* _Source excerpt_
•••••

Efficient Discriminative Joint Encoders for Large Scale Vision-Language Re-ranking¶
Conference: ICLR 2026 arXiv: 2510.06820 Code: GitHub Area: Information Retrieval Keywords: Vision-Language Retrieval, Joint Encoder, Re-ranking, Token Compression, Efficient Inference
TL;DR¶
This paper proposes EDJE (Efficient Discriminative Joint Encoder), which offlines visual feature extraction and compresses visual tokens via a lightweight attention adapter, achieving a throughput of 50k image-text pairs per second. EDJE matches the retrieval performance of existing joint encoders on Flickr (zero-shot) and COCO (fine-tuned), requiring only 49 kB of storage per image.
Background & Motivation¶
In large-scale multimodal retrieval, embedding-based models (e.g., CLIP) enable efficient search via vector similarity, but independently encoding the two modalities limits fine-grained cross-modal interaction. Joint encoders (e.g., BLIP, BLIP-2) process both modalities jointly and achieve stronger retrieval performance. Cross-encoder re-ranking is already a standard paradigm in text retrieval.
Key Challenge: Visual feature extraction is a severe bottleneck in existing joint encoders—processing a batch of 64 images with BLIP using ViT-B takes ~400 ms and ~1,400 ms with ViT-L, accounting for 83%–93% of total inference time. By contrast, the widely used MiniLM re-ranker in text retrieval has only 22 M parameters and processes an equivalent batch in ~60 ms. This explains why multimodal re-rankers are nearly absent from practical retrieval systems.

•••••

* _Given data_
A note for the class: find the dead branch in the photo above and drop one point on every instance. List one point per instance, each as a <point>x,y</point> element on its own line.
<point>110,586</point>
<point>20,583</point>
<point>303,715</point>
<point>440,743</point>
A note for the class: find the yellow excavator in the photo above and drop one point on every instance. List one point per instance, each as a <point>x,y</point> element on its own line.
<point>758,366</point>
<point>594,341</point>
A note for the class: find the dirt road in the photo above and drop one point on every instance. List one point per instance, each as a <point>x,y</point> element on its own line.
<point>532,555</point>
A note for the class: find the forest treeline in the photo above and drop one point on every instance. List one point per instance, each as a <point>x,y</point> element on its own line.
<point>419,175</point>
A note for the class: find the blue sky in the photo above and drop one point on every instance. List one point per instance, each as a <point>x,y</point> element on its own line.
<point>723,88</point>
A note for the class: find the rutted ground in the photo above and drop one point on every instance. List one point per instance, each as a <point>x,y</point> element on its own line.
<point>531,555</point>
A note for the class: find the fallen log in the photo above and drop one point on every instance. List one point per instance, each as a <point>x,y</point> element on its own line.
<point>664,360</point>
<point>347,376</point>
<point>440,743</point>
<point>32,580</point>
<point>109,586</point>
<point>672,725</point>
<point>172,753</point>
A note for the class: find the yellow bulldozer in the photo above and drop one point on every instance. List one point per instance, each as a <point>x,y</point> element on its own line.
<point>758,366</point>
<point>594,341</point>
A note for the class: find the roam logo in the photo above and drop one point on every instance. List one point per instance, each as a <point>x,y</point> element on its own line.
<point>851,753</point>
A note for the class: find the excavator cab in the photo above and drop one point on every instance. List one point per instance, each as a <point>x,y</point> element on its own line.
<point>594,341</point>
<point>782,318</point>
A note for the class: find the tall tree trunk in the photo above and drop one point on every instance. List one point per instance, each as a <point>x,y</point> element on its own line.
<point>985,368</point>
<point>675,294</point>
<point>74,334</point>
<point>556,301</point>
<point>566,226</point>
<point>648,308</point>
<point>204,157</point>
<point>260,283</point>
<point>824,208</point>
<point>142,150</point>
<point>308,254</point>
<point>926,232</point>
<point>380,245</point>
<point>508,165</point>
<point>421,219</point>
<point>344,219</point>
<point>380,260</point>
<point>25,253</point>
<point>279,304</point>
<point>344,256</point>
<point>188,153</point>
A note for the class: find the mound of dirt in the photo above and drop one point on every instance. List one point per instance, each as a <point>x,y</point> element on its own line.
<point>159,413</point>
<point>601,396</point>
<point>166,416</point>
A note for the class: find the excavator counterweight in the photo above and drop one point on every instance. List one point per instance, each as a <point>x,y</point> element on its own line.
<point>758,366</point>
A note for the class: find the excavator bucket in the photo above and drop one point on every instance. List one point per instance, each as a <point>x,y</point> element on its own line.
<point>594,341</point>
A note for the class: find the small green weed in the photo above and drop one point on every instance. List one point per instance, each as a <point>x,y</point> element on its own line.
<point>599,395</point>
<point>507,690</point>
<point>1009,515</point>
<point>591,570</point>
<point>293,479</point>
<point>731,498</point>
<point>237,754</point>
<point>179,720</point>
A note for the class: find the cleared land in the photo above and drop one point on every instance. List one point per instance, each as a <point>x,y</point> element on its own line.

•••••

* _Work to complete_
- a) Quote the passage from the research summary on vision-language re-ranking, from "Key Challenge: Visual" up to and including "practical retrieval systems.".
- b) Extend the research summary on vision-language re-ranking, beginning after its final sentence.

* _Task-by-task results_
- a)
Key Challenge: Visual feature extraction is a severe bottleneck in existing joint encoders—processing a batch of 64 images with BLIP using ViT-B takes ~400 ms and ~1,400 ms with ViT-L, accounting for 83%–93% of total inference time. By contrast, the widely used MiniLM re-ranker in text retrieval has only 22 M parameters and processes an equivalent batch in ~60 ms. This explains why multimodal re-rankers are nearly absent from practical retrieval systems.

- b)
Core Idea: Offline visual feature extraction—images are encoded once and cached to disk; at inference time, only a compact joint encoder processes a small number of visual tokens together with text tokens. A token compression adapter further reduces storage requirements substantially.
Method¶
Overall Architecture¶
EDJE operates in two stages—offline and online: - Offline stage: A ViT encodes images; an adapter compresses the resulting features into a compact token set, which is stored to disk. - Online stage: A compact language model (MiniLM) jointly processes the compressed visual tokens and text tokens to produce re-ranking scores.
Key Designs¶
-
Paradigm shift via visual pre-computation: Because the visual encoder operates solely on images, its outputs can be cached and reused. A ViT-B projects each 16×16 patch into an embedding of dimension \(d=384\); stored in FP16, the footprint is comparable to that of the original 8-bit RGB image. Scaling up the visual encoder improves representation quality without increasing online cost. The key challenge is that raw storage is infeasible at web-scale (potentially reaching terabytes), necessitating a compression strategy.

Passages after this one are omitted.